Brazil R&D Project Transforms the Future

Satisfying Many Needs

The project team was confronted by a plethora of sometimes-conflicting distribution transformer needs: extend the service life, lessen the maintenance costs, reduce the failure rate, increase the supply quality and improve the availability. Of course, these needs drive the development of new materials, new criteria from electrical systems and new asset management concepts.

This R&D project was funded by Brazil’s Agência Nacional de Energia Elétrica R&D program from utilities of the CPFL Group, in a partnership with CGTI, Itaipu Transformadores and Cargill. The latter supplied the vegetable oil (natural ester) and was a partner through all phases of the R&D project.

The project took into consideration alternative oils featuring better oxidation stability, better heat transfer, extended service life, lower operating temperatures, higher thermal stability and lower maintenance cost. These were coupled with a higher biodegradability rate and reduced environmental impact.

·····

### Exercise instructions
[A] Reproduce the part of the Brazil transformer project article from "Satisfying Many Needs" to "asset management concepts." word for word.
[B] Write the next part of the article on the Brazil transformer R&D project, picking up after its final sentence.

### Information given
·····

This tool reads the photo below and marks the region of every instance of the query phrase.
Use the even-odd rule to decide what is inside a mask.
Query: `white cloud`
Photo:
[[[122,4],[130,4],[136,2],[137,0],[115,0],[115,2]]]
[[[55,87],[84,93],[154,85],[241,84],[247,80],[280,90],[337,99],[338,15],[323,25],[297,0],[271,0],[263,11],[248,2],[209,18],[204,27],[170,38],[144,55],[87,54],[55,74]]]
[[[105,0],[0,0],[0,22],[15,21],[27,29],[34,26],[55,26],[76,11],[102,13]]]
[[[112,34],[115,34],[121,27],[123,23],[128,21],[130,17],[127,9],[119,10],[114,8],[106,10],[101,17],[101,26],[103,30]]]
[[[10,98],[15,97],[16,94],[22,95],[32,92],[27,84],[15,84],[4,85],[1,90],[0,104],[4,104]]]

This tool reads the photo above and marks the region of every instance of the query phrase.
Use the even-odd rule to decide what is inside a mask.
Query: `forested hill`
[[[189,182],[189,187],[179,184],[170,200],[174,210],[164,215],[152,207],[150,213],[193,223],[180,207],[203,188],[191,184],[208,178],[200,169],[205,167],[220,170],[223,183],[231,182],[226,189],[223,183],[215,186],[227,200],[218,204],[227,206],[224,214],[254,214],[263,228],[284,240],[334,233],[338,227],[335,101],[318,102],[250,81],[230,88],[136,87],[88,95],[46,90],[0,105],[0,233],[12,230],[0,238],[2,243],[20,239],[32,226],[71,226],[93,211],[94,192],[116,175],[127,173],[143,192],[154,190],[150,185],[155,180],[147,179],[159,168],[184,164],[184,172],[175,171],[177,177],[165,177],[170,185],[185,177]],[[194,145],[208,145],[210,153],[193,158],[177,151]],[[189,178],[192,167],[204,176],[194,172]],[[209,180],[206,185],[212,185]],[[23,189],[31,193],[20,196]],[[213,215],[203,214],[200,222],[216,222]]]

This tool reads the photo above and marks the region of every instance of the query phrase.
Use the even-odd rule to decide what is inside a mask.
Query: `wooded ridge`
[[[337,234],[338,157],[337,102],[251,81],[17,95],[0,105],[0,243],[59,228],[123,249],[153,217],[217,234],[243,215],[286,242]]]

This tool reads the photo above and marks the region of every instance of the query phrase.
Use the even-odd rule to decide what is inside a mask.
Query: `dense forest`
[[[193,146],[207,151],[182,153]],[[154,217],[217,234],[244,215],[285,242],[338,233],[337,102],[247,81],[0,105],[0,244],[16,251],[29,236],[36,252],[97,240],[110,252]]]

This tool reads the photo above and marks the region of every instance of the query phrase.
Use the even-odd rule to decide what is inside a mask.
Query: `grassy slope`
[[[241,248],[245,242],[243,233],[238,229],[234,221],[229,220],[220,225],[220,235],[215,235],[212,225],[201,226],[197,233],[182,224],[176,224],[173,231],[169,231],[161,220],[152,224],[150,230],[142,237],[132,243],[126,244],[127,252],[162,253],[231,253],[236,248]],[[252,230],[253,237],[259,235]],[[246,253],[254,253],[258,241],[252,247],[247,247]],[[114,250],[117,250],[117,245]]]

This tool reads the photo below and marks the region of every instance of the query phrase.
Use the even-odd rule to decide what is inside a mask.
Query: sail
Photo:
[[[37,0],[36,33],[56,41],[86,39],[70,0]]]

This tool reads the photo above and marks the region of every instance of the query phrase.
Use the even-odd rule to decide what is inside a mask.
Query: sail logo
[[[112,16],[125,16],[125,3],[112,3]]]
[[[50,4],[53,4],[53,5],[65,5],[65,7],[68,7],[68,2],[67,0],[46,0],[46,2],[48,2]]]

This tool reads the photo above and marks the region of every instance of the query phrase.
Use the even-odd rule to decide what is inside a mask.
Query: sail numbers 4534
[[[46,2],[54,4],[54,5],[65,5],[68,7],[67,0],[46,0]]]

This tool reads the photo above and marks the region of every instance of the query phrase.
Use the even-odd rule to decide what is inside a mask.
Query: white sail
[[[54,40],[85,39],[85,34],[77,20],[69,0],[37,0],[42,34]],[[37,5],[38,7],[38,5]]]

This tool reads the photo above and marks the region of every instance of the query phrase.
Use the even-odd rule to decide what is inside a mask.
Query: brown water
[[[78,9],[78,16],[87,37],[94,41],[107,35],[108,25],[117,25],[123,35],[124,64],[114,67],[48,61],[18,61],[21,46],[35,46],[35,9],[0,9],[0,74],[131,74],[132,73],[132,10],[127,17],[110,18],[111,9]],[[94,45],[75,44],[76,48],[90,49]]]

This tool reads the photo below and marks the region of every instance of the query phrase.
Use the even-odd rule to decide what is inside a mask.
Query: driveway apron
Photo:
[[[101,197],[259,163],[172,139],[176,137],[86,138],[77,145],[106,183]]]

·····

### Task responses
[A]
Satisfying Many Needs

The project team was confronted by a plethora of sometimes-conflicting distribution transformer needs: extend the service life, lessen the maintenance costs, reduce the failure rate, increase the supply quality and improve the availability. Of course, these needs drive the development of new materials, new criteria from electrical systems and new asset management concepts.

[B]
In order to comply with all these requirements, the goal of the project was to develop a new distribution transformer using fluid and solid insulation materials already available on the market. Alternative insulation materials such as insulating papers made from polyaramids, and insulating oils from mixtures of polyalphaolefin and aromatic hydrocarbons, or made from vegetable oils, also were evaluated. The most viable technical and economical alternatives were identified.

The transformers were applied in a typical region to evaluate the performance in real-life field conditions. The result was a new distribution transformer that uses more efficient and environmentally compatible insulating materials while significantly reducing manufacturing and maintenance costs.

Life Span Extension

Currently, the life span of distribution transformers is approximately 20 years, depending on the load at which the transformers are specified. During the first year of this study, there was an assessment done about thermal efficiency solutions that could be applied in transformers, mainly through the use of new insulating oils. Data was gathered on the manufacturing procedures and methodologies currently applied in transformer design. The study investigated experiences and attempts to reduce production costs through efficiency gain as well as possible problems associated with the use of new materials.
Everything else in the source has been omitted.